§ WHAT YOU NEED TO DO
The full set of entries is to be returned word for word.

DATASET CONTENT Start Marker

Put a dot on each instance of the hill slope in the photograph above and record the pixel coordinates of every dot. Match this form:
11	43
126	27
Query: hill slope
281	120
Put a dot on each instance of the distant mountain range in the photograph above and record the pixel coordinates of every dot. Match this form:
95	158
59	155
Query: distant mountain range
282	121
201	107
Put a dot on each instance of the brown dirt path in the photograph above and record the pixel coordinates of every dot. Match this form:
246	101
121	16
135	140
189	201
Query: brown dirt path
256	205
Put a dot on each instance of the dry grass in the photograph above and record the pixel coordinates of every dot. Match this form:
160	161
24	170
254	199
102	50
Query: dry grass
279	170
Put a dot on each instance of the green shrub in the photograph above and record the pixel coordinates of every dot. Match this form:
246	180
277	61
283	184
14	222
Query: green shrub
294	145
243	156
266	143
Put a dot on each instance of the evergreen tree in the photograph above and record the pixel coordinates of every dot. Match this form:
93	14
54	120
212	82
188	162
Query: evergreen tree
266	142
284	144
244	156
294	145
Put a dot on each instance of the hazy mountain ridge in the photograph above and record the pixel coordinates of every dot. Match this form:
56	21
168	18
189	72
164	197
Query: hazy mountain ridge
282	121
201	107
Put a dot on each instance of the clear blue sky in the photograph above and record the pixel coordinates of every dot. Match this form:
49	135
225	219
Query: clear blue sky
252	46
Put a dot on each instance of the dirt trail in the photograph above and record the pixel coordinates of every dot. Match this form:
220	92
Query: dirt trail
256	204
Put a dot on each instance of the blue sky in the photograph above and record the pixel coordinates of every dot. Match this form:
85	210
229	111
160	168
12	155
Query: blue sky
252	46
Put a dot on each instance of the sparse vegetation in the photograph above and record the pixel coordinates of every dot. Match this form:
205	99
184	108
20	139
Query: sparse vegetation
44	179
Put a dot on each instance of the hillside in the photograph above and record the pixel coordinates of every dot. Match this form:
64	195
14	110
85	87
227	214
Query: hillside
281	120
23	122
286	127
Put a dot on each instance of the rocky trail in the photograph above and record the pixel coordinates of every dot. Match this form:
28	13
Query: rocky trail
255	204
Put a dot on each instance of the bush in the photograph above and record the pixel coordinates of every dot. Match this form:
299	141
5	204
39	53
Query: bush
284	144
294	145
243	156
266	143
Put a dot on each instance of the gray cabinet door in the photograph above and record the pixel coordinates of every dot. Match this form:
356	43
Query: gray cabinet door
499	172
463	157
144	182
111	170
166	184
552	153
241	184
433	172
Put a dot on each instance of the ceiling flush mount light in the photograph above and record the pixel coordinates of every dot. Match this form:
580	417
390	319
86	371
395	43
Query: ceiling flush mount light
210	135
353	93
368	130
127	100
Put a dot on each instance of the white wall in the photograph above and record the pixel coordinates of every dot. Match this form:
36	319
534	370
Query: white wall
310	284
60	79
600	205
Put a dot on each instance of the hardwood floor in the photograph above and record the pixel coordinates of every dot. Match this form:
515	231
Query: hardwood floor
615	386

DATASET CONTENT End Marker

§ WORKED SOLUTION
Put a dot on each instance of the hill slope in the photograph above and record the pixel coordinates of every dot. Match this form:
11	43
126	27
Query: hill slope
281	120
Put a dot on each instance of the distant mountain range in the photograph above and record the pixel coordinates of every dot. Match this form:
95	158
59	155
Query: distant mountain range
282	121
201	107
Put a dot on each instance of the brown dirt path in the photograph above and record the pixel coordinates of every dot. Match this form:
246	101
121	16
135	140
189	201
Query: brown dirt path
256	205
Put a dot on each instance of the dry grass in the photograph above and record the pixel coordinates of every dot. Match this form:
160	161
24	170
254	199
102	50
Query: dry grass
279	170
Put a dot on each instance of the green shrub in the photograph above and record the pixel coordinates of every dot. Match this form:
246	180
277	61
283	184
14	222
Query: green shrub
294	145
243	156
266	143
Put a dot on each instance of the evergreen tree in the photograph above and record the pixel coordinates of every dot. Match this form:
93	14
54	120
212	82
188	162
Query: evergreen tree
266	142
284	144
244	156
294	145
Put a dot on each instance of the hazy mountain ridge in the photograph above and record the pixel coordinates of every dot. Match this form:
56	21
168	18
189	72
164	197
Query: hazy mountain ridge
282	121
201	107
Put a dot on each instance of the clear blue sky in the photograph above and record the pixel coordinates of every dot. Match this form:
49	135
225	219
Query: clear blue sky
252	46
Put a dot on each instance of the dirt trail in the photograph above and record the pixel coordinates of every dot. Match this form:
220	92
Query: dirt trail
256	204
Put a dot on each instance of the blue sky in the photograph above and record the pixel coordinates of every dot. Match this form:
85	210
229	111
160	168
12	155
Query: blue sky
252	46
Put a dot on each instance of the sparse vegetation in the photograph above and record the pixel coordinates of every dot. Match this form:
205	99
184	108
20	139
Query: sparse vegetation
44	179
Put a dot on each instance of the hillside in the photograph above and record the pixel coordinates of every dot. Match this form:
64	195
14	110
85	87
227	214
Query: hillside
281	120
23	122
286	127
Put a dot on each instance of the rocky trail in the photograph above and record the pixel coordinates of every dot. Match this form:
28	13
Query: rocky trail
255	204
Put a dot on each instance of the bush in the photograph above and record the pixel coordinates of every dot. Match this form:
299	141
5	204
39	53
Query: bush
284	144
294	145
243	156
266	143
Put a dot on each instance of the gray cabinet door in the photograph above and record the pixel coordinates of every dot. Match this form:
356	43
Query: gray cabinet door
499	172
463	157
144	182
111	170
166	184
552	153
241	184
433	172
Put a dot on each instance of the ceiling flush mount light in the photograph above and record the pixel coordinates of every dot. Match this form:
580	417
390	319
86	371
395	43
Query: ceiling flush mount light
210	135
353	93
368	130
127	100
Put a dot on each instance of the white wall in the photograph above and record the pixel coordinates of every dot. Match this form:
36	319
534	370
Query: white wall
310	284
60	79
600	205
Put a dot on each instance of the hardwood floor in the photograph above and record the pixel coordinates of every dot. Match this form:
515	231
Query: hardwood floor
615	386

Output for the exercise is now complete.